Tuesday, May 31, 2011

There Will Be Another Crisis, I'm Skipping This One

With time to reflect I look back and think about my reactions to life parenting an active addict. As you all know each of us only have to change the names, our lives are the same. One crisis after another. Down time is nothing more than a pause to breathe before the next crisis.

In my way of thinking it was my role to react to each event. I'd worry that if we weren't in the middle of the crisis, the immediate crisis would cover all of us over and there would be no digging out of the mess. Like I said, does this sound familiar?

How do you take care of yourself? We all need downtime. I'm not talking about climbing aboard our lifeboats this time. I am talking about how do you process life when life is like a machine gun ready to cut you down at every move. It is not enough to work on ourselves when time allows. We have to take time purposely, selfishly regardless of the crisis of the moment.

## MATERIAL PROVIDED
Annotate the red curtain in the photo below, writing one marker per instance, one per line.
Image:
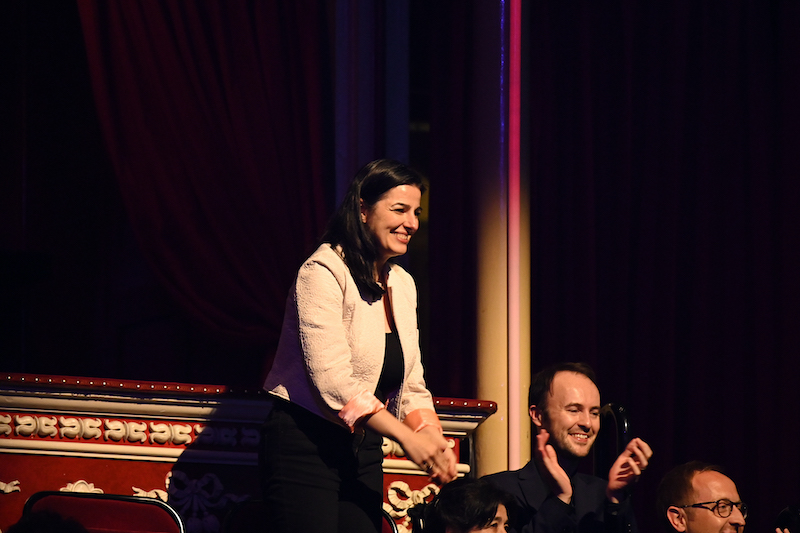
(216, 117)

## ASSIGNMENT
Reproduce verbatim the passage of the blog post about parenting an active addict, starting with "Tuesday, May 31, 2011" and going on through "the next crisis.".

## RESULT
Tuesday, May 31, 2011

There Will Be Another Crisis, I'm Skipping This One

With time to reflect I look back and think about my reactions to life parenting an active addict. As you all know each of us only have to change the names, our lives are the same. One crisis after another. Down time is nothing more than a pause to breathe before the next crisis.